Copy out the listing below word for word, starting at the line that contains "[mark] the black ski helmet" and ending at its final line, with nothing else.

:: Records ::

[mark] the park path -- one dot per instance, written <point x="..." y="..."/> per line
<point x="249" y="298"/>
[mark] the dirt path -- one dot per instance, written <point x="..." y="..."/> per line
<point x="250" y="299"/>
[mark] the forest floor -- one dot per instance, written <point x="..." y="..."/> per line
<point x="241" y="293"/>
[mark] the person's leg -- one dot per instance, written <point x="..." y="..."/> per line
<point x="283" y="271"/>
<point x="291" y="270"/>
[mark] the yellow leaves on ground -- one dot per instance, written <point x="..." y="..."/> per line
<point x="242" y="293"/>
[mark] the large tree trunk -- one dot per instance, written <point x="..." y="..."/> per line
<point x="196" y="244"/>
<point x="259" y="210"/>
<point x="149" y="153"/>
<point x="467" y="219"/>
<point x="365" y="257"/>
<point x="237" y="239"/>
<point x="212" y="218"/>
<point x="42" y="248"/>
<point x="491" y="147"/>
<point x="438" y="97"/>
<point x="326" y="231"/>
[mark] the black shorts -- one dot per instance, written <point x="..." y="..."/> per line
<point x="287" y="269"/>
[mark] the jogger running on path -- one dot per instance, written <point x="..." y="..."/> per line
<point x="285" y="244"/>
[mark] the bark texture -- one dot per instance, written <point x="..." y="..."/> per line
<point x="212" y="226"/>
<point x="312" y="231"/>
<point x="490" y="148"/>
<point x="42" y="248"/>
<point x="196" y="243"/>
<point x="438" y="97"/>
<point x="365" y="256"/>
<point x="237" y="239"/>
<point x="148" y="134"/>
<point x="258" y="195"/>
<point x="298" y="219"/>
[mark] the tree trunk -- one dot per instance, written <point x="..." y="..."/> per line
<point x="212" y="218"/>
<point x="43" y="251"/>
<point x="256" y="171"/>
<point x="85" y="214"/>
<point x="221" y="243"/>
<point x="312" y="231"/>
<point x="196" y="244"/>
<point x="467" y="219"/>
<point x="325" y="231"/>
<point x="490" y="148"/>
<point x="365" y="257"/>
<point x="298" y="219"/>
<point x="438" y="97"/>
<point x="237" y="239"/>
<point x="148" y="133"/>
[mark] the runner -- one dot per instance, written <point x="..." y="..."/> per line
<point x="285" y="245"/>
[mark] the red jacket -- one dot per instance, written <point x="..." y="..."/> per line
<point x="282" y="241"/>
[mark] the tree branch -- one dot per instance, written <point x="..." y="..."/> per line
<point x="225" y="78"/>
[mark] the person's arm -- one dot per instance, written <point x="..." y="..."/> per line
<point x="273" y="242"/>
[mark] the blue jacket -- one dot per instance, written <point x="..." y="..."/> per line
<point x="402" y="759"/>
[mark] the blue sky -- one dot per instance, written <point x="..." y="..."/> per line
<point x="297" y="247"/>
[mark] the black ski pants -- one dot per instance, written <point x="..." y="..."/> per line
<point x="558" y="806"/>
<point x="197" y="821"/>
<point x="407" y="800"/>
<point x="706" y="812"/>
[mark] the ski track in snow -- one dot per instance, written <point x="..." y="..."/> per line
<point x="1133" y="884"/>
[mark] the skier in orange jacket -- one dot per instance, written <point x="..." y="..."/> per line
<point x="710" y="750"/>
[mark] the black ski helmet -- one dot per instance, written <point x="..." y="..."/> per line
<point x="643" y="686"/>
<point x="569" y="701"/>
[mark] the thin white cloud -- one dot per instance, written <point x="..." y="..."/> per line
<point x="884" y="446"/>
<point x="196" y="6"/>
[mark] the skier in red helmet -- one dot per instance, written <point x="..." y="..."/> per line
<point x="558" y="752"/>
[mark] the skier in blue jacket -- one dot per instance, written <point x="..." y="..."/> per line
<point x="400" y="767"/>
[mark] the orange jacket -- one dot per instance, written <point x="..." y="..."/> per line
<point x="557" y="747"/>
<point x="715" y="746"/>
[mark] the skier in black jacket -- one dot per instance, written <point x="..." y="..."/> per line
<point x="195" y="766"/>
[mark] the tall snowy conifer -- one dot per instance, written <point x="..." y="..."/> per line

:::

## Answer to the task
[mark] the black ski helmet -- one dot per instance, written <point x="..." y="..."/> per line
<point x="643" y="686"/>
<point x="569" y="701"/>
[mark] the thin white cloud -- one dot per instance, written <point x="..." y="..."/> per line
<point x="884" y="446"/>
<point x="196" y="6"/>
[mark] the skier in red helmet -- one dot per instance, written <point x="..." y="..."/> per line
<point x="558" y="752"/>
[mark] the skier in blue jacket -- one dot per instance, written <point x="..." y="..."/> per line
<point x="400" y="767"/>
[mark] the orange jacket -- one dot per instance, written <point x="..." y="..."/> per line
<point x="557" y="747"/>
<point x="715" y="746"/>
[mark] the skier in black jacket -- one dot per instance, written <point x="..." y="..."/> per line
<point x="195" y="766"/>
[mark] the tall snowy conifer -- one dot per instance, written <point x="..." y="..."/> per line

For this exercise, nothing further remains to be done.